## Activity
Print nothing except the lines of the listing below from the line with "positive clicks: (308, 844)" to the line with "box: [1270, 540, 1400, 730]", each exactly as written, both ends included.

## Exercise materials
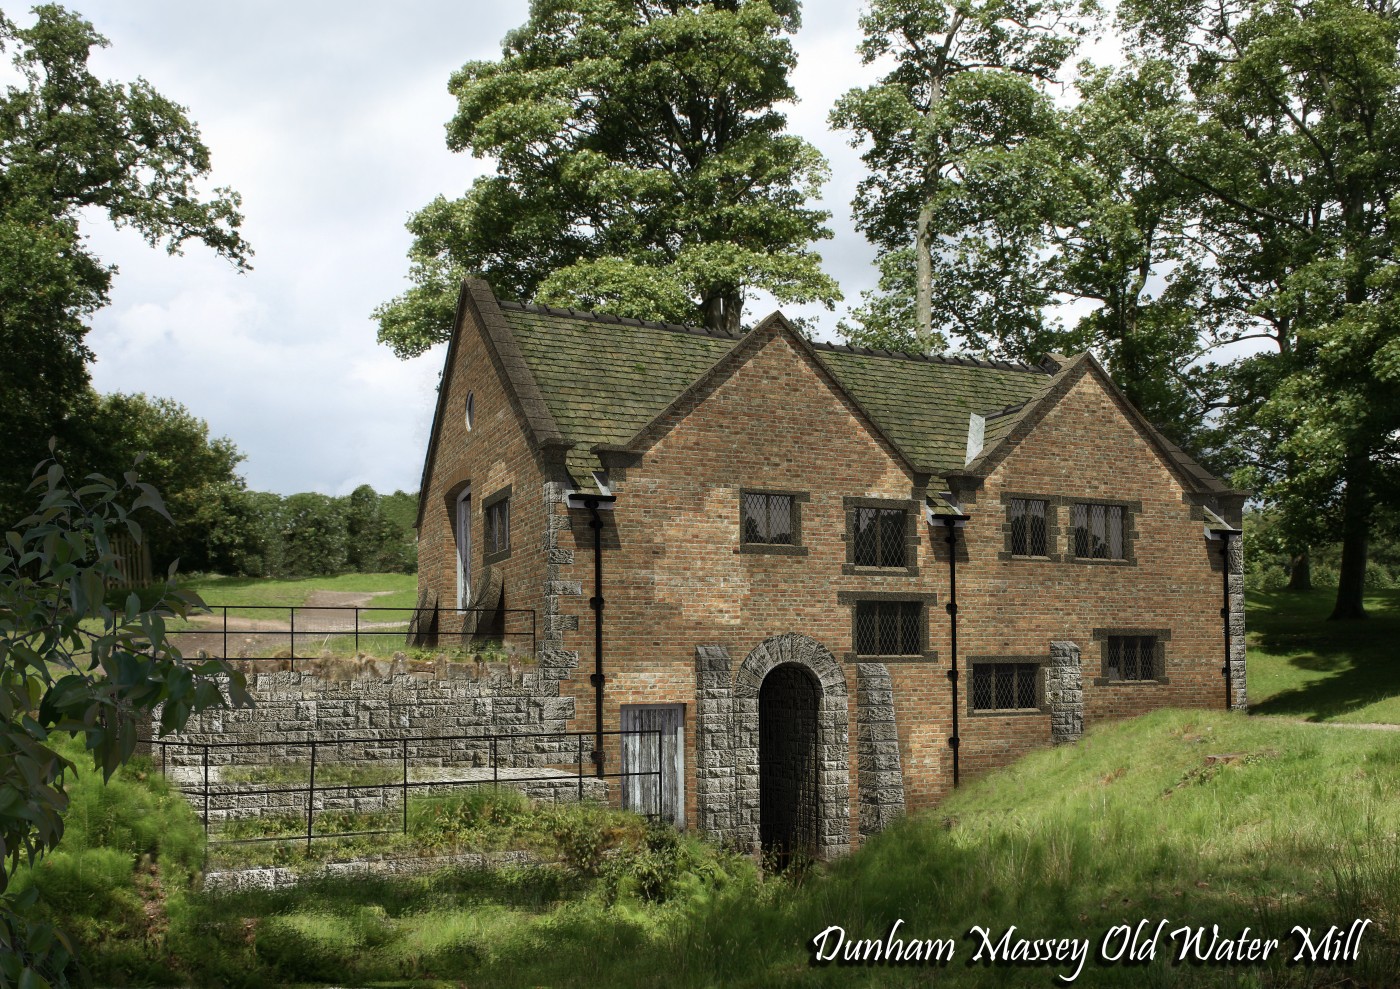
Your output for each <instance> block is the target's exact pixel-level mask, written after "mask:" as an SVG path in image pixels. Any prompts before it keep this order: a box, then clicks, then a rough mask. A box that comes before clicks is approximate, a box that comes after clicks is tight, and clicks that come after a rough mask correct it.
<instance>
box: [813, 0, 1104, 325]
mask: <svg viewBox="0 0 1400 989" xmlns="http://www.w3.org/2000/svg"><path fill="white" fill-rule="evenodd" d="M1074 7H1075V4H1074V3H1072V0H952V1H945V0H872V3H871V4H869V7H868V10H867V11H865V13H864V14H862V15H861V29H862V31H864V39H862V41H861V45H860V49H858V50H860V55H861V60H862V62H864V63H865V64H872V63H876V62H882V63H889V64H890V66H892V67H890V69H889V71H888V73H886V74H885V76H883V77H881V80H879V81H878V83H876V84H874V85H868V87H864V88H855V90H851V91H848V92H847V94H846V95H844V97H841V98H840V99H839V101H837V104H836V108H834V109H833V111H832V116H830V119H832V123H833V126H837V127H844V129H848V130H853V132H854V139H853V143H855V144H862V143H864V144H865V153H864V154H862V155H861V157H862V160H864V161H865V164H867V165H868V167H869V170H871V171H869V175H868V177H867V178H864V179H862V181H861V184H860V186H858V191H857V198H855V200H854V202H853V203H851V209H853V212H854V216H855V226H857V228H860V230H862V231H864V233H865V235H867V237H868V238H869V240H871V242H872V244H875V245H876V247H878V248H879V251H881V255H879V261H878V263H879V266H881V275H882V279H881V290H879V291H878V293H874V294H871V296H869V297H867V303H865V305H864V307H862V308H861V310H858V311H857V314H855V318H857V321H858V324H860V325H858V326H857V328H846V329H847V336H848V338H851V339H854V340H855V342H858V343H865V345H876V346H899V347H907V349H914V350H920V352H930V350H942V349H944V347H945V346H946V343H948V332H952V333H956V335H962V336H967V335H973V336H976V335H990V336H993V338H1004V336H1007V338H1009V336H1015V335H1016V333H1018V332H1022V331H1023V328H1025V326H1026V325H1029V324H1033V322H1036V321H1037V318H1039V317H1037V314H1039V310H1040V307H1043V305H1044V304H1046V303H1047V301H1049V297H1047V293H1046V291H1044V290H1043V289H1039V287H1036V286H1033V284H1030V283H1029V282H1028V280H1025V279H1015V277H1008V273H1009V272H1008V262H1009V263H1011V265H1015V262H1016V261H1019V258H1021V254H1018V248H1019V251H1022V252H1023V251H1025V245H1023V244H1021V245H1018V244H1016V242H1015V241H1011V242H1005V241H1002V240H1001V238H1000V237H993V238H990V240H988V238H986V237H981V234H984V233H986V228H987V216H986V206H987V203H986V202H981V200H979V199H977V198H976V196H967V195H965V193H966V188H965V186H966V185H967V184H976V182H983V184H986V182H987V181H988V179H994V178H995V175H997V174H998V172H1000V171H1001V168H1002V165H1001V160H1002V158H1004V157H1007V155H1011V154H1015V153H1016V150H1018V148H1019V147H1021V146H1022V144H1023V143H1025V141H1028V140H1030V139H1033V137H1036V136H1040V134H1044V133H1047V132H1049V130H1050V129H1051V127H1053V111H1051V102H1050V98H1049V95H1047V92H1046V85H1047V84H1049V83H1051V81H1053V80H1054V78H1056V76H1057V73H1058V71H1060V69H1061V66H1063V64H1064V62H1065V59H1068V57H1070V55H1071V53H1072V52H1074V48H1075V45H1077V42H1078V38H1079V35H1081V34H1082V28H1079V27H1078V25H1075V24H1074V22H1072V21H1071V20H1070V15H1071V14H1072V11H1074ZM1002 192H1004V191H1002ZM1008 206H1009V203H1008ZM935 303H937V304H935ZM935 311H937V317H935Z"/></svg>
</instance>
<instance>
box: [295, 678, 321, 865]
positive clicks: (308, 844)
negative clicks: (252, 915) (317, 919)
mask: <svg viewBox="0 0 1400 989" xmlns="http://www.w3.org/2000/svg"><path fill="white" fill-rule="evenodd" d="M293 651H294V653H295V650H293ZM315 812H316V740H315V738H312V740H311V789H308V790H307V855H311V818H312V815H314V814H315Z"/></svg>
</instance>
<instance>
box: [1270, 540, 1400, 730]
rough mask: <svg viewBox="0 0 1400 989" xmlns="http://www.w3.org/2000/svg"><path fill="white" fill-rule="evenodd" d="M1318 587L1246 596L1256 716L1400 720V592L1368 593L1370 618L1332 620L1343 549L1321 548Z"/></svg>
mask: <svg viewBox="0 0 1400 989" xmlns="http://www.w3.org/2000/svg"><path fill="white" fill-rule="evenodd" d="M1319 556H1320V560H1319V563H1317V565H1316V566H1315V567H1313V577H1315V583H1316V586H1317V587H1316V590H1312V591H1288V590H1257V591H1250V594H1249V597H1247V628H1249V657H1247V668H1249V705H1250V710H1252V712H1253V713H1256V714H1280V716H1285V717H1301V719H1306V720H1309V721H1350V723H1359V724H1373V723H1389V724H1400V668H1397V667H1396V664H1394V661H1393V657H1394V643H1396V637H1397V636H1400V591H1396V590H1386V588H1376V590H1368V591H1366V598H1365V601H1366V611H1368V612H1369V614H1371V619H1369V621H1366V622H1358V623H1345V625H1341V626H1337V625H1334V623H1333V625H1329V623H1327V621H1326V618H1327V611H1329V608H1330V605H1331V600H1333V597H1334V591H1333V590H1331V588H1333V587H1336V583H1337V570H1336V565H1334V560H1336V559H1337V548H1334V546H1333V548H1329V549H1326V551H1324V552H1322V553H1319Z"/></svg>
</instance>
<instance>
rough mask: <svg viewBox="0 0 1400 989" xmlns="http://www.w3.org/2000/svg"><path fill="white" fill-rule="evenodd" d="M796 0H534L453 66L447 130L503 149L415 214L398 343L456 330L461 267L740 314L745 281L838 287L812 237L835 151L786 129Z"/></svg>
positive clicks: (734, 326) (462, 140)
mask: <svg viewBox="0 0 1400 989" xmlns="http://www.w3.org/2000/svg"><path fill="white" fill-rule="evenodd" d="M797 25H798V4H797V3H795V0H533V3H532V4H531V15H529V21H528V22H526V24H524V25H522V27H521V28H518V29H515V31H512V32H511V34H510V35H507V38H505V41H504V43H503V48H501V59H500V60H496V62H470V63H468V64H465V66H463V67H462V69H461V70H459V71H456V73H455V74H454V76H452V80H451V84H449V88H451V91H452V94H454V95H455V97H456V101H458V111H456V115H455V116H454V118H452V120H451V123H449V125H448V146H449V147H451V148H452V150H456V151H470V153H472V154H473V155H476V157H491V158H494V160H496V162H497V165H496V174H494V175H490V177H486V178H480V179H477V181H476V182H475V184H473V185H472V188H470V191H468V193H466V195H465V196H462V198H461V199H451V200H449V199H447V198H441V196H440V198H438V199H435V200H433V202H431V203H428V205H427V206H426V207H424V209H423V210H420V212H419V213H417V214H414V216H413V219H412V220H410V221H409V230H410V231H412V233H413V237H414V242H413V247H412V249H410V252H409V256H410V259H412V280H413V287H410V289H409V291H406V293H405V294H403V296H400V297H398V298H395V300H393V301H391V303H388V304H385V305H382V307H379V308H378V310H377V312H375V315H377V317H378V319H379V339H381V340H382V342H385V343H388V345H389V346H391V347H393V350H395V353H398V354H399V356H412V354H416V353H421V352H423V350H426V349H427V347H428V346H431V345H433V343H435V342H440V340H445V339H447V336H448V335H449V333H451V329H452V314H454V307H455V303H456V291H458V286H459V284H461V279H462V277H463V276H468V275H475V276H480V277H484V279H486V280H489V282H490V283H491V284H493V286H494V289H496V290H497V293H500V294H501V296H504V297H511V298H518V300H522V301H538V303H549V304H560V305H580V307H587V308H605V310H608V311H610V312H616V314H619V315H627V317H636V318H652V319H669V321H676V322H703V324H706V325H708V326H713V328H720V329H729V331H732V329H736V328H738V326H739V325H741V321H742V312H743V303H745V297H746V294H748V293H749V291H750V290H753V289H762V290H766V291H769V293H771V294H773V296H774V297H777V298H778V300H780V301H783V303H809V301H820V303H825V304H827V305H832V304H833V303H834V300H837V298H839V297H840V291H839V290H837V286H836V283H834V282H833V280H832V279H830V277H827V276H826V275H823V273H822V270H820V258H819V256H818V255H816V254H815V252H812V251H811V248H809V245H811V242H812V241H816V240H822V238H825V237H830V231H827V230H826V227H825V226H823V224H825V221H826V219H827V213H825V212H822V210H819V209H813V207H812V206H809V200H812V199H815V196H816V193H818V191H819V186H820V184H822V181H823V179H825V178H826V162H825V160H823V158H822V155H820V154H819V153H818V151H816V150H815V148H813V147H812V146H811V144H809V143H806V141H805V140H802V139H801V137H795V136H792V134H788V133H785V130H784V127H785V126H787V120H785V118H784V115H783V113H781V112H778V111H777V109H774V106H777V105H780V104H784V102H790V101H792V99H794V98H795V94H794V91H792V87H791V84H790V83H788V73H790V71H791V69H792V66H794V63H795V55H794V50H792V45H791V41H790V39H788V35H790V34H791V32H792V31H795V29H797Z"/></svg>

## Output for this task
positive clicks: (308, 844)
negative clicks: (252, 915) (317, 919)
mask: <svg viewBox="0 0 1400 989" xmlns="http://www.w3.org/2000/svg"><path fill="white" fill-rule="evenodd" d="M293 651H294V653H295V650H293ZM315 812H316V740H315V738H312V740H311V789H308V790H307V855H311V818H312V815H314V814H315Z"/></svg>
</instance>
<instance>
box: [1270, 540, 1400, 730]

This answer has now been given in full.